* **PASSAGE SHOWN**
-=-=-

Paragraph 243 was the most famous paragraph and grew out of the consideration of a lot of evidence to the committee as well as the research. There were many other paragraphs that were important for me. One was paragraph 34, which is in the section on ‘The mathematical needs of adult life’. It stated that:

“Most important of all is the need to have sufficient confidence to make effective use of whatever mathematical skill and understanding is possessed, whether this is little or much.”

I hope we remember this when we discuss any proposals for the 14 - 19 or 16+ ranges.

The phrase ‘at-homeness’ with numbers and with measurement was key to getting across the messages. “That’s not mathematics, it’s common sense” (paragraph 65) was also key in trying to sort out the mathematics people did use in their ‘everyday’ lives. The person who said that was so ‘at home’ with the work that it was ‘just common sense’.

-=-=-

* **EXERCISE TASK 1**
List every paragraph number mentioned in the passage.
The passage and the listing come from unrelated sources.

-=-=-

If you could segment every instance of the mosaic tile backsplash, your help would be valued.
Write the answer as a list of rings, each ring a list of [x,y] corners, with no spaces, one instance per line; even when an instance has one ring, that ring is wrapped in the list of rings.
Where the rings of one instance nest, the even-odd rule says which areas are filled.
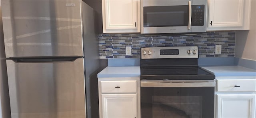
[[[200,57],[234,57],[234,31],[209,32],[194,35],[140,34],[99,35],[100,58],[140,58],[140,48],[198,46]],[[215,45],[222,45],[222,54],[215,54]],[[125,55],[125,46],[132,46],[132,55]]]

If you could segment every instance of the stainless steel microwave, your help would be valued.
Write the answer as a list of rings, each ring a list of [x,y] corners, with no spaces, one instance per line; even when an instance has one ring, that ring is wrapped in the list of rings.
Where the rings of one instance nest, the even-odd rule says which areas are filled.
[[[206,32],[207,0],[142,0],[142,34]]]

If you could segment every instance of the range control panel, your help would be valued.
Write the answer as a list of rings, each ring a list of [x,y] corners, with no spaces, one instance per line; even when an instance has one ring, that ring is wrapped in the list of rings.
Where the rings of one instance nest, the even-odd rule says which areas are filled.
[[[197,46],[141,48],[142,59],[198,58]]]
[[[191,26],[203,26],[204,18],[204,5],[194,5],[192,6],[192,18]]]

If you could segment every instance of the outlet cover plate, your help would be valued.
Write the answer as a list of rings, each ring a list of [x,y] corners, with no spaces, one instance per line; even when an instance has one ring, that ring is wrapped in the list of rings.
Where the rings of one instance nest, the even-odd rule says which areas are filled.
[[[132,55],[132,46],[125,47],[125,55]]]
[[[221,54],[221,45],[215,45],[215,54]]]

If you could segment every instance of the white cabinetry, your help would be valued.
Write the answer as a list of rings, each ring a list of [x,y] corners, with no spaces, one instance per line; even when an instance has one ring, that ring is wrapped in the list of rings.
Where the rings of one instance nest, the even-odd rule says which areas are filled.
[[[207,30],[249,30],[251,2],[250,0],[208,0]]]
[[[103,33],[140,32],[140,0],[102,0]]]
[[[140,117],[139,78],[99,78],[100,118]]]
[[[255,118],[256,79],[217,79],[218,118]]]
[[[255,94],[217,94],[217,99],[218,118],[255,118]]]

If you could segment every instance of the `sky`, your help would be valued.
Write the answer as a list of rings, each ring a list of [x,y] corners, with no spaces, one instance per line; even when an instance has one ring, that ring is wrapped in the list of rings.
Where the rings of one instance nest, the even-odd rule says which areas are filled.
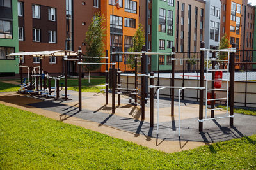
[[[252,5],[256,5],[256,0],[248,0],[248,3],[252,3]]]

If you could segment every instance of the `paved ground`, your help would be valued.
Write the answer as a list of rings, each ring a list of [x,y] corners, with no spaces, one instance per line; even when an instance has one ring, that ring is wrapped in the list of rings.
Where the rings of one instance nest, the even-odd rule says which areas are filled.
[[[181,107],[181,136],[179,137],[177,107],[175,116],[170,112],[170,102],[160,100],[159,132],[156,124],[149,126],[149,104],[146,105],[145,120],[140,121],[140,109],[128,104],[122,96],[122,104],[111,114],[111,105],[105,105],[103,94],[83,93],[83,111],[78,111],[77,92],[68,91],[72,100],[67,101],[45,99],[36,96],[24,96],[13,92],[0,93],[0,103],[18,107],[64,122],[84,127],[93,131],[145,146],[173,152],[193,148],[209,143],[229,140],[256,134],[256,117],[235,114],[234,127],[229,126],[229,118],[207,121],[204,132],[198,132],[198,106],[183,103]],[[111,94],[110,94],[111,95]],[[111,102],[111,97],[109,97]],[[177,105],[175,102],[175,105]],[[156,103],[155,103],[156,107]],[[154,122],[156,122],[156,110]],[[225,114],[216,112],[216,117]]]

-=-=-

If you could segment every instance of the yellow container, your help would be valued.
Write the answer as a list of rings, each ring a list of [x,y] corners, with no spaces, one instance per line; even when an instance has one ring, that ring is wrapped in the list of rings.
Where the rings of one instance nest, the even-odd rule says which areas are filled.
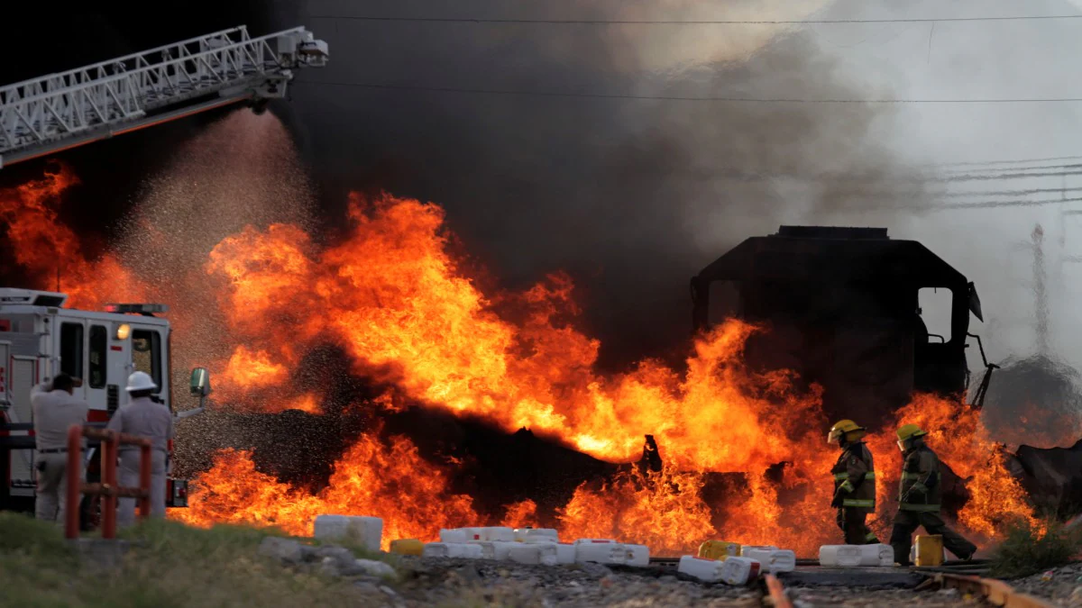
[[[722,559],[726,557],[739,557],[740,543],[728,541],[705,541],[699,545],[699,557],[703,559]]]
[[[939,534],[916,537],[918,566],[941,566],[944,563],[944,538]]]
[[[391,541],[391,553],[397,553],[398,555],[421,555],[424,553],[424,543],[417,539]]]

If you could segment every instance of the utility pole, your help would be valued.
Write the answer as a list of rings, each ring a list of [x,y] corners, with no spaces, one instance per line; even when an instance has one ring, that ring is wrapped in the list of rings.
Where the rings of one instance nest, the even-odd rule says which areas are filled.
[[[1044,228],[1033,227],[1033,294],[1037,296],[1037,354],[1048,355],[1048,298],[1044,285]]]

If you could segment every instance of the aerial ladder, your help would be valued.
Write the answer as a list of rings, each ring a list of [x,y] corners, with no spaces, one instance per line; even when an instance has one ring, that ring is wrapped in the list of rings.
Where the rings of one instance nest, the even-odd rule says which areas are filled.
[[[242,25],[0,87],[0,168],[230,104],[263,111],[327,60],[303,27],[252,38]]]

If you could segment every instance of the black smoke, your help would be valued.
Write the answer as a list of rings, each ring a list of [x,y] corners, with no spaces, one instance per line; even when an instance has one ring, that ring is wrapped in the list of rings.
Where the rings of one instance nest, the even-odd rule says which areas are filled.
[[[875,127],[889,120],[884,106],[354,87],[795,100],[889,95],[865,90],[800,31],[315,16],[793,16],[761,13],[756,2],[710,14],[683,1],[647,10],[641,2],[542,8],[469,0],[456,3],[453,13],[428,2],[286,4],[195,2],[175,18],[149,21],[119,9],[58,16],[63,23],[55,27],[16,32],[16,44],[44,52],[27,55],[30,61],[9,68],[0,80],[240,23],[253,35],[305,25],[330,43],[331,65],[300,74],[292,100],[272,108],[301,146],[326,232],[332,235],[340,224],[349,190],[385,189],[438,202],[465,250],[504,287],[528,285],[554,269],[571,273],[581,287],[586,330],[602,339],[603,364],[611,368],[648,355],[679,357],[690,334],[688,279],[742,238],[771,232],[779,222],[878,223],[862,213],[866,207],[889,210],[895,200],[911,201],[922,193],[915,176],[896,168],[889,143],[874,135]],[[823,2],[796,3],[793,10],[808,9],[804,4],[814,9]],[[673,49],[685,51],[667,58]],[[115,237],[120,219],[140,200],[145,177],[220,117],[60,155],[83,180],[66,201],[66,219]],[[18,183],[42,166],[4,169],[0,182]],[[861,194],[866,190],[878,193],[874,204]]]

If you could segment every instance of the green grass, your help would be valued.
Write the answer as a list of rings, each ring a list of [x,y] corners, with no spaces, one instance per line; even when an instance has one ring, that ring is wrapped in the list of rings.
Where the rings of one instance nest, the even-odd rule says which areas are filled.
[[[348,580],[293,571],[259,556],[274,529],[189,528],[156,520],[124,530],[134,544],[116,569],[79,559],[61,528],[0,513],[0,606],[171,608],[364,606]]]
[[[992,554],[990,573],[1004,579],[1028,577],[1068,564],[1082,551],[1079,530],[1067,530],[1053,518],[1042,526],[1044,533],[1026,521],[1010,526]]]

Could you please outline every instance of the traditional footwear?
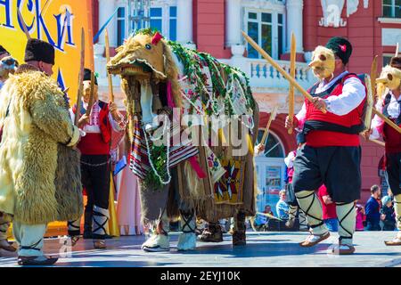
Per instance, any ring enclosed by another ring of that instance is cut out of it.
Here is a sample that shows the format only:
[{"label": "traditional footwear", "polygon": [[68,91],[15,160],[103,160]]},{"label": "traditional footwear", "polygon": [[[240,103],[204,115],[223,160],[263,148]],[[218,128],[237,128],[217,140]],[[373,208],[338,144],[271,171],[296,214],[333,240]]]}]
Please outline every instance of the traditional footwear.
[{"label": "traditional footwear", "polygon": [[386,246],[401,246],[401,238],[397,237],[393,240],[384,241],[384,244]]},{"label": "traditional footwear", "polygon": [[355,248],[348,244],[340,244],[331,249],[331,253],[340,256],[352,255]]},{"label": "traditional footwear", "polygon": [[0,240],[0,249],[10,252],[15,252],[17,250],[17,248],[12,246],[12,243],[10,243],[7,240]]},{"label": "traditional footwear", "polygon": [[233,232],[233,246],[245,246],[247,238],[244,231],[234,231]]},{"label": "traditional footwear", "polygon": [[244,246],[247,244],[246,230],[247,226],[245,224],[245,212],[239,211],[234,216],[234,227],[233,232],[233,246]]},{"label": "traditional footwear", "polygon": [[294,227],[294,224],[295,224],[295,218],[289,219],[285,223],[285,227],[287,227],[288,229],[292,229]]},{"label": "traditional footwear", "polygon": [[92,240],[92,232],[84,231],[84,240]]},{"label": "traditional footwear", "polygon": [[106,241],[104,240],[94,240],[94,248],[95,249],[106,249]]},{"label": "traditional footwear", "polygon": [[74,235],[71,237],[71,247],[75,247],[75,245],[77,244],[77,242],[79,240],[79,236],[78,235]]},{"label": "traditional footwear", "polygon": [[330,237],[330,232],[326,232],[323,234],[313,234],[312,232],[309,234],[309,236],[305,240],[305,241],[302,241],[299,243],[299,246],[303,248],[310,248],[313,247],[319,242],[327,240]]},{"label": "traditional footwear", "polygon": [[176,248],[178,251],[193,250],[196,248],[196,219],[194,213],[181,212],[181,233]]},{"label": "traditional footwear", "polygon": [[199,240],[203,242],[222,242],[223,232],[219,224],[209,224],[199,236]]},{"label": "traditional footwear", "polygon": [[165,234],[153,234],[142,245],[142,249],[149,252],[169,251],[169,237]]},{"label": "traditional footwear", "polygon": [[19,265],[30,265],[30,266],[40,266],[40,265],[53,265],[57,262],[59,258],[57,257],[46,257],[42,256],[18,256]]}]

-=-=-

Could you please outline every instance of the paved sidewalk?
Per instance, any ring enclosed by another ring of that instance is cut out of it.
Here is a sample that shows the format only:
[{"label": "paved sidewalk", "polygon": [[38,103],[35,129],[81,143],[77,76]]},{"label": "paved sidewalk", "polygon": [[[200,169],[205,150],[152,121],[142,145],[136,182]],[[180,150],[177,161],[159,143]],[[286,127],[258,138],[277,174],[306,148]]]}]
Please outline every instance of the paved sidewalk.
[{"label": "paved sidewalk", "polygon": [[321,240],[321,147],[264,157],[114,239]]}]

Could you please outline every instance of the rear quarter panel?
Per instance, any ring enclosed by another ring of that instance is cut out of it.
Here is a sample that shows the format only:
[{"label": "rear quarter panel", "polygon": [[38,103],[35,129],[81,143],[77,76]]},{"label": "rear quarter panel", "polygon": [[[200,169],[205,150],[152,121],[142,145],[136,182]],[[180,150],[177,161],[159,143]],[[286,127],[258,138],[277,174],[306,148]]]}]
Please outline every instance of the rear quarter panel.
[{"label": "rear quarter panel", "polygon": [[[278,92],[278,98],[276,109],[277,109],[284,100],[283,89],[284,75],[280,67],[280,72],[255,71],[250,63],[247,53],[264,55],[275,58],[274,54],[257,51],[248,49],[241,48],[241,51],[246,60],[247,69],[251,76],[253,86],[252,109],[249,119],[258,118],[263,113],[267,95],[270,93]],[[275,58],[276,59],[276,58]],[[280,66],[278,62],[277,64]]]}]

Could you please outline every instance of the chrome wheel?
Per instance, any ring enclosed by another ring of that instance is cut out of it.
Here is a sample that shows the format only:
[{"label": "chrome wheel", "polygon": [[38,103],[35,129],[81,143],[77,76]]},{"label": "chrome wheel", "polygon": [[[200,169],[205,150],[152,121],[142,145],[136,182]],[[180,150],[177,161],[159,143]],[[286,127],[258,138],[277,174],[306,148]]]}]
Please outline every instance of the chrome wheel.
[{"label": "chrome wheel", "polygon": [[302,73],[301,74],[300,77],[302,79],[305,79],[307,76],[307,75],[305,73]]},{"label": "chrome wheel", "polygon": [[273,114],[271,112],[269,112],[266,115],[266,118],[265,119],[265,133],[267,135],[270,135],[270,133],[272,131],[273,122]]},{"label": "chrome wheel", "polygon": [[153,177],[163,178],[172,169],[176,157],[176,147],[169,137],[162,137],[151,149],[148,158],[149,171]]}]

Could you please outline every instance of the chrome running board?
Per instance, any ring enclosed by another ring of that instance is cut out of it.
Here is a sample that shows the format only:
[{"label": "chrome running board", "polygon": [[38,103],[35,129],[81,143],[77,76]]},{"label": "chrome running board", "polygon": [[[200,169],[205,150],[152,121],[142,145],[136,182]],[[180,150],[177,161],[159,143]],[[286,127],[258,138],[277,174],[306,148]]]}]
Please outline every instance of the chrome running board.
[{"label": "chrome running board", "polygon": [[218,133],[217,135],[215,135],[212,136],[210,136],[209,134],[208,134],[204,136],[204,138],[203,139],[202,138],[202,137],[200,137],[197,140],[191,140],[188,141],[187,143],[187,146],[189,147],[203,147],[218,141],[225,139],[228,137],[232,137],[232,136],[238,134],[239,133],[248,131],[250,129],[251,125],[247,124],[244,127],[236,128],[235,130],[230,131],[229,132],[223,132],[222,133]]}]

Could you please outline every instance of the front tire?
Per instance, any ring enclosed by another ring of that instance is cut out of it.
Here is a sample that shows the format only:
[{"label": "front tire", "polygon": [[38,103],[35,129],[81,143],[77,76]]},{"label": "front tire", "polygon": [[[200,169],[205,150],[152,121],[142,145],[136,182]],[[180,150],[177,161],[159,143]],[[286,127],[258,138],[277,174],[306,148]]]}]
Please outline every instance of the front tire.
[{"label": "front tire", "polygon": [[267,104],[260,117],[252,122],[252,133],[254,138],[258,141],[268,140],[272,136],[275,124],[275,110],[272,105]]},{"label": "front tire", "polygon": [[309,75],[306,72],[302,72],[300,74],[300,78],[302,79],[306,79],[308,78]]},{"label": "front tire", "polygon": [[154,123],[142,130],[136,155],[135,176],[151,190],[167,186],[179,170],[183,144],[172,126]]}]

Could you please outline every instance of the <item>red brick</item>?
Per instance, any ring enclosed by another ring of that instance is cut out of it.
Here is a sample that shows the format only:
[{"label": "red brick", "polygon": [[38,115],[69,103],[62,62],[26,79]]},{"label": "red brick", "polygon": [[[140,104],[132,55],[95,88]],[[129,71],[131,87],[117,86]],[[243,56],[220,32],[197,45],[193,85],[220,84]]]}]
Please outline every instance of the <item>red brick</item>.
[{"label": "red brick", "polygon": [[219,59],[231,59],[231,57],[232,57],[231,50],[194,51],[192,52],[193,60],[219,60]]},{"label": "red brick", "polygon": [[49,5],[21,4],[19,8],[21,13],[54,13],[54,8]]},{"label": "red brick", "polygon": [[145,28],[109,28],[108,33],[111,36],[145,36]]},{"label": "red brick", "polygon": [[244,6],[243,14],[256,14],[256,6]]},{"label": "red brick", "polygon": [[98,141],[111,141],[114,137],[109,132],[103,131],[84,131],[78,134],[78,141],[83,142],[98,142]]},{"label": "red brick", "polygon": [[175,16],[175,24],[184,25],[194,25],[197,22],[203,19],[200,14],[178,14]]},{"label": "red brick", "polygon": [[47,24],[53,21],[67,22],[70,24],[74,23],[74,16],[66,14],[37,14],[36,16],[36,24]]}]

-=-=-

* **EXERCISE TASK 2**
In the listing, substitute "leather sandals" for "traditional footwear" in the lines between the one holding "Could you please outline every instance of the traditional" and the one holding "Please outline every instance of the traditional footwear.", inclusive. Write out only those lines, and leave the picture out.

* **COMPLETE ANSWER 1**
243, 34, 65

* **COMPLETE ANSWER 2**
Could you please outline every instance of the leather sandals?
Per instance, any ring enclosed by another ring of that instance is cut out of it.
Here is a sample that shows the format only:
[{"label": "leather sandals", "polygon": [[68,91],[15,160],[103,160]]},{"label": "leather sandals", "polygon": [[[240,103],[204,115],[223,160],[263,148]],[[218,128],[237,128],[217,140]],[[373,208],[338,144],[271,171],[296,214],[333,240]]]}]
Please outline every instance of the leather sandals.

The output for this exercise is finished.